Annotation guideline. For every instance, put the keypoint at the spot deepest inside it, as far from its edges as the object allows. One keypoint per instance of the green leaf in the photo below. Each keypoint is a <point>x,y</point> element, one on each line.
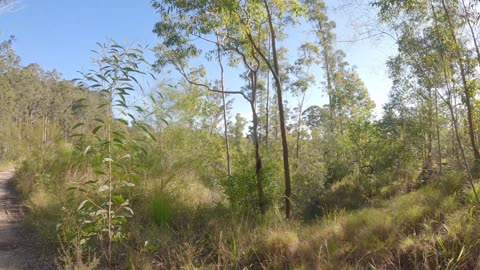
<point>95,130</point>
<point>82,204</point>
<point>118,198</point>
<point>77,126</point>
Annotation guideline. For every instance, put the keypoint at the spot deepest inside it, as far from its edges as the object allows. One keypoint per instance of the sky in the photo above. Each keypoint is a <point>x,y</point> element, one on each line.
<point>60,35</point>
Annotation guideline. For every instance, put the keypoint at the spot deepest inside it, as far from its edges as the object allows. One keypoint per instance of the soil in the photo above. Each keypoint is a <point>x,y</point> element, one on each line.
<point>19,248</point>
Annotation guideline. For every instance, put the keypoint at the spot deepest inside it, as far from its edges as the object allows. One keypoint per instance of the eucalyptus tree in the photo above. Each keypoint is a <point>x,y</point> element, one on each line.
<point>431,40</point>
<point>240,26</point>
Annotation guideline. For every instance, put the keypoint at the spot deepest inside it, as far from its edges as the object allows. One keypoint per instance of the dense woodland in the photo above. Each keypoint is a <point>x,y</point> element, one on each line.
<point>121,174</point>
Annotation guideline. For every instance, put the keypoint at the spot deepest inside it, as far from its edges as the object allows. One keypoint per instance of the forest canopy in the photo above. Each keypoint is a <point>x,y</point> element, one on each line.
<point>130,166</point>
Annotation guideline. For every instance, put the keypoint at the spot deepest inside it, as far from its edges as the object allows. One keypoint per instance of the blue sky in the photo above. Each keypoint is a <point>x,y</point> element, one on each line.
<point>61,34</point>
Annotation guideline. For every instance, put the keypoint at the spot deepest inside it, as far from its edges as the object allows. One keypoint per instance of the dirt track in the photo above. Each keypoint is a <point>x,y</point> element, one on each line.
<point>18,249</point>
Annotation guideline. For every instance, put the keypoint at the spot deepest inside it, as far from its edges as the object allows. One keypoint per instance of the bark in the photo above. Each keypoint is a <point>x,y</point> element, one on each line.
<point>283,131</point>
<point>437,124</point>
<point>225,120</point>
<point>466,90</point>
<point>258,157</point>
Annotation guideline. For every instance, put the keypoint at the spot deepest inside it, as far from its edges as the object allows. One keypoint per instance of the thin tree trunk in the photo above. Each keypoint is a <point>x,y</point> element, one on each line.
<point>467,17</point>
<point>225,120</point>
<point>466,90</point>
<point>439,148</point>
<point>297,152</point>
<point>258,157</point>
<point>457,136</point>
<point>283,131</point>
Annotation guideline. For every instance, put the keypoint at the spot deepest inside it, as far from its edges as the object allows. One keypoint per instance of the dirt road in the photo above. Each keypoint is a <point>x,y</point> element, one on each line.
<point>18,249</point>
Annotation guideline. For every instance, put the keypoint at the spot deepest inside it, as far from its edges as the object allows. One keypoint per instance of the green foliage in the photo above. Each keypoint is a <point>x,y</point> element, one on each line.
<point>241,187</point>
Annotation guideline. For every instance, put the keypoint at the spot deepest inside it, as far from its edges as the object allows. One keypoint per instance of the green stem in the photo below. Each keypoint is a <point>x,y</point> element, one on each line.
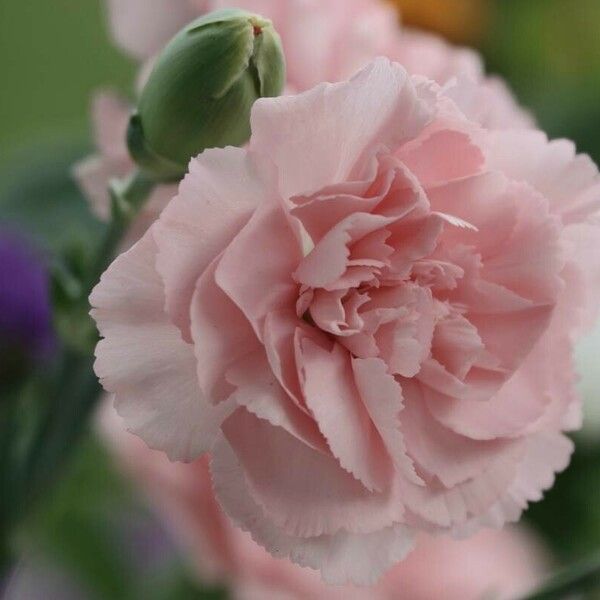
<point>72,396</point>
<point>579,578</point>
<point>128,197</point>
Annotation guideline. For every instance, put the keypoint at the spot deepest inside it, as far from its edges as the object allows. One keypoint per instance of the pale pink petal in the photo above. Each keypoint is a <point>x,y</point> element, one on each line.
<point>332,397</point>
<point>457,345</point>
<point>382,396</point>
<point>329,259</point>
<point>442,155</point>
<point>546,454</point>
<point>569,181</point>
<point>216,199</point>
<point>221,335</point>
<point>452,458</point>
<point>285,478</point>
<point>260,393</point>
<point>256,268</point>
<point>145,363</point>
<point>342,557</point>
<point>366,117</point>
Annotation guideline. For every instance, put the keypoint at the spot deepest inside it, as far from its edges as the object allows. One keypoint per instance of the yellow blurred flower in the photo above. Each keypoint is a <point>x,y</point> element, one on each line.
<point>458,20</point>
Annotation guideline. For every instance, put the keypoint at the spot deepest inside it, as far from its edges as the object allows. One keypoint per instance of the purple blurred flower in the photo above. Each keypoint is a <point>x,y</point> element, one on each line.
<point>26,332</point>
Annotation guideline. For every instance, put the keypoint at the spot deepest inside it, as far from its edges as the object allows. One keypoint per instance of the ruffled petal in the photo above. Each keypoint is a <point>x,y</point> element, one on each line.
<point>221,335</point>
<point>256,268</point>
<point>215,200</point>
<point>341,558</point>
<point>569,181</point>
<point>450,457</point>
<point>331,395</point>
<point>285,477</point>
<point>382,396</point>
<point>379,107</point>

□ □ □ □ □

### Aim of the task
Without the pictures, print the whole listing exactly as given.

### Result of this exercise
Annotation guideline. For every instance, put the keypoint at the spot deepest inside it, as far from its edges as the object allows. One keypoint per instance of the green leaf in the photo below. Each keypoint is a <point>x,y</point> element, one on each line.
<point>95,130</point>
<point>82,204</point>
<point>118,198</point>
<point>77,126</point>
Annotation guideline. For every instance, put the keypoint at the spot deepest inside it, as far from its edges as the object allows. One keypoint per instance of the sky in the photo above. Each keypoint is a <point>x,y</point> element, one on each line.
<point>60,35</point>
Annotation guideline. For every instance, put the keypoint at the spot deepest inside it, as far from its edges as the object allows. One keypoint per instance of the soil in the photo above. Each keypoint is a <point>x,y</point> element, one on each line.
<point>19,248</point>
Annotation guideline. For every instance, put the keypoint at the spot deepest inside it, as far from its edges as the object allows. One keypoint per instance of the eucalyptus tree in the photo above. Each keypoint is a <point>x,y</point> element, one on each line.
<point>431,40</point>
<point>240,26</point>
Annotation guideline. For every instance, put the keypoint at the spot deepest inside it, as far from its edges as the object allows. One keypoint per instance of the dense woodland in the photo above. Each keypoint is a <point>x,y</point> element, one on each line.
<point>121,174</point>
Annotation guideline. For every instance, put the keypoint at the spot deepest inside it, as far from its edges as the object allows. One keypoint per instance of the forest canopy in the photo above. Each keypoint is a <point>x,y</point> element, one on each line.
<point>130,166</point>
Annotation guideline. For every instance, put the keypoint at the spot deepest inside it, as far from its edges as the object allows. One keypoint per instance of the blue sky in the photo above. Each keypoint is a <point>x,y</point> element, one on each line.
<point>61,34</point>
Annotation guideline. For every instance, put the keypoint at the spot deepest inside it, as far from its edges as the object allows. One keypoint per instance of the dirt track in the photo above. Each keypoint is a <point>x,y</point> element, one on each line.
<point>18,249</point>
Annotation guideline. For every instance, put the keypoint at the spot deepest inside it, as far from its edges as the object allows. One keypoint per instance of the bark in the photo above. Each keypoint is a <point>x,y</point> element, one on each line.
<point>283,131</point>
<point>437,124</point>
<point>225,120</point>
<point>466,90</point>
<point>258,157</point>
Annotation guideline. For every instance, put the keypoint at the spot deepest inside it, as far from its edges as the object allows. One keypoint per instance of the thin tree trunk in the photo above. Each keypoint is a <point>x,y</point> element, one on each line.
<point>467,17</point>
<point>225,120</point>
<point>466,90</point>
<point>439,148</point>
<point>297,152</point>
<point>258,157</point>
<point>457,136</point>
<point>283,131</point>
Annotation guideline. For every instance, put the keypoint at the spot deepest inside it, as far from its edges as the object allows. One keypoint per instance of the dirt road in the photo above. Each keypoint is a <point>x,y</point> element, one on each line.
<point>18,249</point>
Annotation guideline. For every instance, put the keypoint at the spot deepest inside it, as far from its edges as the object allows. One keypoint per instance of the green foliage in the photo above. Each keypoint is a <point>x,y</point> element, one on each line.
<point>241,187</point>
Annotation guideline. For every instance, put the keypoint at the spot deepest inside it, as far from its edges as the object allows. One keypoint per instance of the green stem in the photo below. Each keypoint is a <point>x,y</point> element, one on each line.
<point>72,396</point>
<point>579,578</point>
<point>128,197</point>
Annotation guideline. For every instance, put the keypoint at the spot deepest inside it, as far from its edges as the object allows. One keypoint per instance of the pale pink petal in the photo above. Each keypoint is a <point>x,y</point> element, one on each line.
<point>332,397</point>
<point>457,345</point>
<point>382,396</point>
<point>329,259</point>
<point>442,155</point>
<point>546,454</point>
<point>569,181</point>
<point>216,199</point>
<point>221,335</point>
<point>452,458</point>
<point>285,478</point>
<point>260,393</point>
<point>256,268</point>
<point>145,363</point>
<point>342,557</point>
<point>366,117</point>
Annotation guideline. For every instance, put the keypoint at the spot deepest inside it, as far from its edges as the object allows. One keypoint per instance of the yellow blurred flower in the photo above. Each keypoint is a <point>x,y</point> element, one on each line.
<point>458,20</point>
Annotation guideline. For every instance, put the keypoint at the spot deepest inside it, as far from its edges as the object allows. One keypoint per instance of the purple blurred flower in the photo above. Each keypoint is a <point>x,y</point> element, one on each line.
<point>26,332</point>
Annotation guideline. For every instance, put the keypoint at the spot deepest inside it, as far from its edges as the object allows. One keypoint per instance of the ruffled petal in the photo above. Each keypoint is a <point>x,y</point> element, one on each line.
<point>221,335</point>
<point>256,268</point>
<point>215,200</point>
<point>341,558</point>
<point>569,181</point>
<point>450,457</point>
<point>331,395</point>
<point>285,477</point>
<point>382,396</point>
<point>379,107</point>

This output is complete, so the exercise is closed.